**Task goal**
Each entry must be output once more without any change.

Segment Open

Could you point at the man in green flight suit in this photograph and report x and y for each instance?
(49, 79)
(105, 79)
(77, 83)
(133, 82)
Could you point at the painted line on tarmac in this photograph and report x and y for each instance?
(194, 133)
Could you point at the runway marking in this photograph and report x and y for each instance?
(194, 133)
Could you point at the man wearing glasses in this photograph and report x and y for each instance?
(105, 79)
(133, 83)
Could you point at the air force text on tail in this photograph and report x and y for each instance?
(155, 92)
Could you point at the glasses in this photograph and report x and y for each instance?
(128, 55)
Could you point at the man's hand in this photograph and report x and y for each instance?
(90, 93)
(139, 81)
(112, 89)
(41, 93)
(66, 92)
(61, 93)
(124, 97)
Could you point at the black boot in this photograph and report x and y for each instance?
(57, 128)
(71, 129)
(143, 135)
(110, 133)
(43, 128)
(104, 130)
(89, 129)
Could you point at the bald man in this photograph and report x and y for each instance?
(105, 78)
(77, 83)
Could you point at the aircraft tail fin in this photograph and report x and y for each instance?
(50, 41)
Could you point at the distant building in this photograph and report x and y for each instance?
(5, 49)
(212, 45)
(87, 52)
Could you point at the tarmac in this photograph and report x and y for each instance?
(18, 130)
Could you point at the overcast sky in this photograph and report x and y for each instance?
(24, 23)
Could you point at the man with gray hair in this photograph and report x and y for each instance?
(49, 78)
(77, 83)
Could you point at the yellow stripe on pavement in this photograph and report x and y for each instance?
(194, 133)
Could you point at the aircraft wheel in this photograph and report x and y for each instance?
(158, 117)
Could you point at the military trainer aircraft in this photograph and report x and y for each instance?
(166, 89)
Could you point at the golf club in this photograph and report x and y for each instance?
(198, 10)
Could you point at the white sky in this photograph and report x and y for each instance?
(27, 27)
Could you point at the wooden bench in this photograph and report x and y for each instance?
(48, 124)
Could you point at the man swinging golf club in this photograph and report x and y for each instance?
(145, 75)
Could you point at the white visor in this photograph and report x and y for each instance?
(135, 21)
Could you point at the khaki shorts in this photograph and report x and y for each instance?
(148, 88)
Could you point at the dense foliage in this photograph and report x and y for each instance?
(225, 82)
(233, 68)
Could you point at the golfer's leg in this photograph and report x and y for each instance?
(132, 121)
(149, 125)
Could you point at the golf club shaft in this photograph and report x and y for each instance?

Segment Closed

**Final answer**
Could you point at the man in green flight suit in this photograph and report x and y for each instance?
(49, 79)
(105, 79)
(77, 83)
(133, 82)
Could you point at the painted line on tarmac in this photograph and report x and y for each instance?
(194, 133)
Could you point at the runway marking in this photograph and report x and y for each instance?
(194, 133)
Could you point at the man wearing glasses in this photograph and report x and y for each instance?
(105, 79)
(133, 83)
Could you point at the air force text on tail in this photograph and report x and y for each instance?
(155, 92)
Could you point at the glasses in this photograph and report x and y for each instance?
(128, 55)
Could you point at the man's hand in this photograph and report x and y for each instance?
(90, 93)
(139, 81)
(112, 89)
(41, 93)
(66, 92)
(61, 93)
(124, 97)
Could you point at the black boot in this photograph and report x and y for each instance?
(57, 128)
(71, 129)
(143, 135)
(110, 133)
(43, 128)
(104, 130)
(89, 129)
Could you point at the bald man in this photograph and report x and y for each instance?
(105, 78)
(77, 83)
Could you point at the aircraft tail fin in this photograph and report x and y for each instance?
(50, 41)
Could you point at the distant building in this photograph and report x and y for each instance?
(5, 49)
(212, 45)
(87, 52)
Could you point at the tarmac in this photograph and report x and y for each instance?
(18, 130)
Could you point at the overcast sky in this photograph and report x and y for each instance?
(24, 23)
Could you point at the man with gray hair in this photograph and report x and y for each instance?
(49, 78)
(77, 83)
Could you point at the yellow stripe on pavement in this photograph and report x and y for each instance?
(194, 133)
Could you point at the aircraft wheel in this photograph and report x and y for each instance?
(158, 117)
Could you point at the military trainer aircraft in this photograph and report x and y for each instance?
(166, 89)
Could you point at the golf club in this photograph and report x and y for each instance?
(198, 10)
Could you point at the white sky in this photograph and report x and y for each instance?
(27, 27)
Could you point at the wooden bench in this photograph and report x and y for each instance?
(48, 124)
Could you point at the man swinging golf club in this photograph and report x and y for each instance?
(145, 75)
Could you point at the white visor in this photograph and report x and y for each instance?
(135, 21)
Could you point at the khaki shorts in this photograph and report x and y for each instance?
(148, 88)
Could you point at the dense foliage in this photograph and report x and y for each instance?
(225, 82)
(233, 68)
Could you point at the golfer's leg in this photograph and report x and y for each instance?
(132, 121)
(149, 125)
Could you point at the golf club shaft in this photograph and report x and y for each instance?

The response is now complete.